Trecho do texto:
* * *

Dentre os elementos do clima, o estudo da dinâmica climática da chuva se configura como um dos principais elementos, na identificação dos padrões do seu comportamento e de sua influência na sociedade. Nesse sentido, considerando a tipologia regional, partimos para uma tentativa de caracterização do regime pluvial do Litoral Norte Paulista, buscando identificar o caráter das chuvas no que diz respeito à sua variabilidade e distribuição espacial, bem como a associação deste fenômeno da natureza ao uso e ocupação do solo.

O Litoral Norte Paulista tem sido palco de diversos eventos anômalos e catastróficos relacionados à inundações e movimentos de massa. Tais episódios são desencadeados, na sua grande maioria, por eventos de chuvas intensas associadas ao acelerado processo de uso e ocupação de áreas de risco, principalmente pela população mais carente, e em decorrência da construção de grandes obras viárias tais como as rodovias Tamoios, Oswaldo Cruz, BR 101 e SP 55, resultando em centenas de vítimas e graves danos econômicos.

* * *

Sua tarefa: No trecho sobre as chuvas no Litoral Norte Paulista, quais rodovias são citadas como exemplos de grandes obras viárias? O material que vem depois é independente do trecho sobre as chuvas no Litoral Norte Paulista.

Material fornecido:
* * *

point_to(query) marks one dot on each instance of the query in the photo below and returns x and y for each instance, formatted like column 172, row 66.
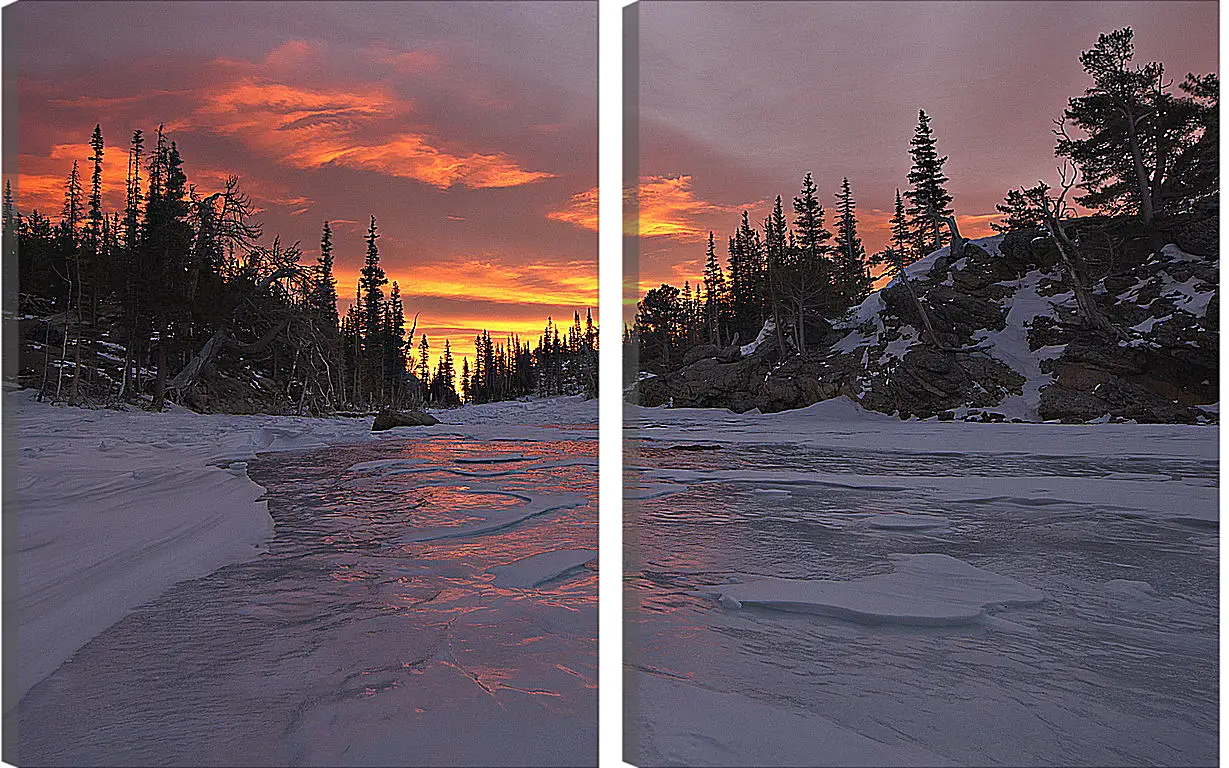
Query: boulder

* * *

Resultado da tarefa: Tamoios, Oswaldo Cruz, BR 101 e SP 55.